* _Liste des tâches_:
1 - Dans le passage sur la femme et l'enfant, relevez tout ce sur quoi les femmes du métro ou du tramway se renseignent au sujet du petit enfant.
2 - Donnez la suite du passage sur la femme et l'enfant, après sa dernière phrase.

* _Extrait du texte_:
▬▬▬

À ce point de vue, la femme présente, avec l’enfant, des affinités précieuses et qui lui permettent de le comprendre. Toutes les femmes, à de très rares exceptions près, s’intéressent aux enfants et elles aiment à s’occuper d’eux. Qui de nous n’a pas observé, dans un métro ou un tramway, le sourire de bienveillance avec lequel les femmes accueillent un petit enfant porté dans les bras de sa mère ? Elles le regardent, s’informent de son âge, de ses progrès, de ses actions : il est le lien qui les réunit toutes, vieilles femmes ou jeunes filles, riches ou pauvres.
La femme éprouve fortement le besoin de protéger un être plus faible : petite fille, elle se penche sur sa poupée ; plus tard, sa tendresse maternelle s’étend au mari, puis à l’enfant. Ce désir de refermer ses bras sur quelqu’un s’unit chez elle au besoin de se répandre, de propager ce qu’elle apprend. On a souvent raillé le bavardage et la futilité de la femme : mais on n’a point observé que ce babillage est nécessaire à l’éducation enfantine. « La fonction qui fait de l’homme un homme, est l’œuvre particulière de la femme : un enfant élevé par une femme très femme et très bavarde est plus tôt formé à la parole et par conséquent à la conscience psychologique ; aux soins d’un homme taciturne, le même enfant se développerait très lentement et si lentement peut-être qu’il n’atteindrait jamais la limite de son intelligence pratique » (H. de Gourmont). Voilà une opinion qui réhabilite tout à fait le bavardage féminin. Et cet amour des petits détails, cette soi-disant myopie intellectuelle, devient, elle aussi, précieuse infiniment, lorsqu’on songe que l’éducation est non seulement, selon le vers du poète, une œuvre qui veut beaucoup d’amour, mais qu’elle réclame avant tout de la patience, une observation constante, et de la minutie.

▬▬▬

* _Fiches extraites_:
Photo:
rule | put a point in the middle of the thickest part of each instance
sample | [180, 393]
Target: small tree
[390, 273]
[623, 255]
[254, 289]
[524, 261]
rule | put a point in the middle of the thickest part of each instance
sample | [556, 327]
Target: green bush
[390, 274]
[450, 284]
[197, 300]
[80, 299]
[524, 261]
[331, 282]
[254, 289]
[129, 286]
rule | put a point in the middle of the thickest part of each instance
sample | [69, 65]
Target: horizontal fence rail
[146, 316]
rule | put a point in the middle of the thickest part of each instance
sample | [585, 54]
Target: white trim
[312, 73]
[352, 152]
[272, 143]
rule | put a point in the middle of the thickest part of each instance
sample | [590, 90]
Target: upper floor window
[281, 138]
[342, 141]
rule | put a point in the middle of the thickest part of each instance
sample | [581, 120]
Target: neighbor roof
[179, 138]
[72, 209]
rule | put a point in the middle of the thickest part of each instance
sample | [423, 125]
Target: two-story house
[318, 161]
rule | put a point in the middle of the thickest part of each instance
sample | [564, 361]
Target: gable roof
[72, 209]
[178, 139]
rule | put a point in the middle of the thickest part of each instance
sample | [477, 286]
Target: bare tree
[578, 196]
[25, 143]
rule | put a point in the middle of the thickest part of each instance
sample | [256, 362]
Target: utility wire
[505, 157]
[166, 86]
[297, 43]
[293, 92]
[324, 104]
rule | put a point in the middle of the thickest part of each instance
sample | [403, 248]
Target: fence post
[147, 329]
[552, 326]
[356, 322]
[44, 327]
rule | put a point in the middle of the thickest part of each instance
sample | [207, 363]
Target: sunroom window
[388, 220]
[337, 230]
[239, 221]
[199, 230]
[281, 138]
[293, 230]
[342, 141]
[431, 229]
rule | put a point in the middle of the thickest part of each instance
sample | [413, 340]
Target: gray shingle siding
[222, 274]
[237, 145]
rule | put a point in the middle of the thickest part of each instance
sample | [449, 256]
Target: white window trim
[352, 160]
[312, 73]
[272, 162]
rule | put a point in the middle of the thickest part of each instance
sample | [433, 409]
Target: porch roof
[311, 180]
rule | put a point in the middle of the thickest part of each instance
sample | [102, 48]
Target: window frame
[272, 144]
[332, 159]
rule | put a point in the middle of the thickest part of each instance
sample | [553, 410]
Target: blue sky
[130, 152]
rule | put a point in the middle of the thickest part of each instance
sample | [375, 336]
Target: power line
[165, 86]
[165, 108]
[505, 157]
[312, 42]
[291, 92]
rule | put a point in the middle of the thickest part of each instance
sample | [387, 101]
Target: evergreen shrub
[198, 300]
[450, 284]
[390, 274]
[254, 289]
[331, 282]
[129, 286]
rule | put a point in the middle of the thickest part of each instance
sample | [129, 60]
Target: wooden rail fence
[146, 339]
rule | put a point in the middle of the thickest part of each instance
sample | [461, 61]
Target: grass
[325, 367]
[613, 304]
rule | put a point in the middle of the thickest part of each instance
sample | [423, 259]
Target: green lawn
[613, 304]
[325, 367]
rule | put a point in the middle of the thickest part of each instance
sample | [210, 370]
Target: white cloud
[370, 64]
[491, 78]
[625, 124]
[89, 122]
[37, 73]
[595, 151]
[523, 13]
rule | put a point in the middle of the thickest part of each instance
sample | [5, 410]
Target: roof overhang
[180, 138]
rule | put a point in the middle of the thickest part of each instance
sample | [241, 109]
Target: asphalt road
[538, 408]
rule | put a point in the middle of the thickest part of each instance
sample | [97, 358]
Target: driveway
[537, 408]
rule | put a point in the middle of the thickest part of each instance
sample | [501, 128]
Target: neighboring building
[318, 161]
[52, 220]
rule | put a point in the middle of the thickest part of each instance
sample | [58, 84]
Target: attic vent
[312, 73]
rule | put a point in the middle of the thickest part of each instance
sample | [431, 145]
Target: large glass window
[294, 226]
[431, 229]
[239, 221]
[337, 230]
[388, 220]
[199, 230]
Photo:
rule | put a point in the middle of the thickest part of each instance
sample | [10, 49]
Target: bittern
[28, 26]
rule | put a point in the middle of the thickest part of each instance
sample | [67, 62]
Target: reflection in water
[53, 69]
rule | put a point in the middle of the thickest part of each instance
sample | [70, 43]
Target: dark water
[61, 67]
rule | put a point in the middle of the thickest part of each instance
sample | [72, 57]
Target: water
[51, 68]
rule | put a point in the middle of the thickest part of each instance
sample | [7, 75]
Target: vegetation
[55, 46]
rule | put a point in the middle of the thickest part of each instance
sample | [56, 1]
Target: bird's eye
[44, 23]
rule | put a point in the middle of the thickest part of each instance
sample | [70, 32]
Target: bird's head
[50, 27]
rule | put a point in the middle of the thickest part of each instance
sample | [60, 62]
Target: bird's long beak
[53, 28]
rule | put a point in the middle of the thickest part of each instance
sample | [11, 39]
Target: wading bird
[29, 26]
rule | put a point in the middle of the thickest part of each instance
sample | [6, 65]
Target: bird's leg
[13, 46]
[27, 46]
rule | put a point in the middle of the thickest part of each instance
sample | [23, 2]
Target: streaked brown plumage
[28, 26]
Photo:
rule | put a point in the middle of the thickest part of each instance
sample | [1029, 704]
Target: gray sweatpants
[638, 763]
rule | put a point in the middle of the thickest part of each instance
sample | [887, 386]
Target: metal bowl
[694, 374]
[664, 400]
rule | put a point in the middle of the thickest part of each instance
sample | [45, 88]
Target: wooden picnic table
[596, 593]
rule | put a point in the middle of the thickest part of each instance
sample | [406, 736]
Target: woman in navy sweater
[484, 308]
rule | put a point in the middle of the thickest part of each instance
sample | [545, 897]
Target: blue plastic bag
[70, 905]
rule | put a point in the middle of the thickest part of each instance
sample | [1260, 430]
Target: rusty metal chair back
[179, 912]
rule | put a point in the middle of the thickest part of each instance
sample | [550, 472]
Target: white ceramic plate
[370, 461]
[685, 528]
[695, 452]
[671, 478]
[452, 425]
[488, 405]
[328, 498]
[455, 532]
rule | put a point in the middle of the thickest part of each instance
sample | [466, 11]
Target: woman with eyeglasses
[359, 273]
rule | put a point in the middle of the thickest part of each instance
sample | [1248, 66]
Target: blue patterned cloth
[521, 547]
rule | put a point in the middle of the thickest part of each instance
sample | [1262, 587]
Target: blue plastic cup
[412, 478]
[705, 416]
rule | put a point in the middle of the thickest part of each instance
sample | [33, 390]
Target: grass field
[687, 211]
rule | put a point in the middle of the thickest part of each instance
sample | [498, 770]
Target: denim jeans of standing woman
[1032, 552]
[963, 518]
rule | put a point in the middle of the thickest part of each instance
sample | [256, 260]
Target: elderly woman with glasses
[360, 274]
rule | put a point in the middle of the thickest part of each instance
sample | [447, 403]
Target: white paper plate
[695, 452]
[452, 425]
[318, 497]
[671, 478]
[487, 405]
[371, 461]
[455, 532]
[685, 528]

▬▬▬

* _Réponses aux exercices_:
1 -
- son âge
- ses progrès
- ses actions

2 -
Sensibilité aiguisée, affinités nombreuses, patience et application minutieuses, besoin de répandre son savoir et ses idées, tout contribue à faire de la femme l’éducatrice naturelle de l’enfant. Mais souvent ces qualités sont mal employées, mises au service d’une éducation dogmatique et autoritaire, qui impose des idées toutes faites, dont la libre discussion est interdite et jugée immorale. Trop de mères désirent des enfants semblables à elles-mêmes, nourris des mêmes opinions et des mêmes préjugés. Il leur semble pouvoir revivre leur propre jeunesse dans celle de leurs fils ou de leurs filles : et elles sont douloureusement surprises de trouver ceux-ci indifférents, parfois opposés à ce qu’elles ont été. Leurs souvenirs personnels, la poésie un peu romantique du passé, vers lequel elles tournent très volontiers leurs regards, les inclinent, si elles n’y prennent garde, à vouloir ressusciter leur propre vie dans celles de leurs enfants. L’éducation ne doit, à aucun prix, faire des enfants la reproduction plus ou moins exacte des parents et des maîtres, pas plus qu’elle ne devrait produire des exemplaires d’un type social donné, comme le bon citoyen ou le bon soldat.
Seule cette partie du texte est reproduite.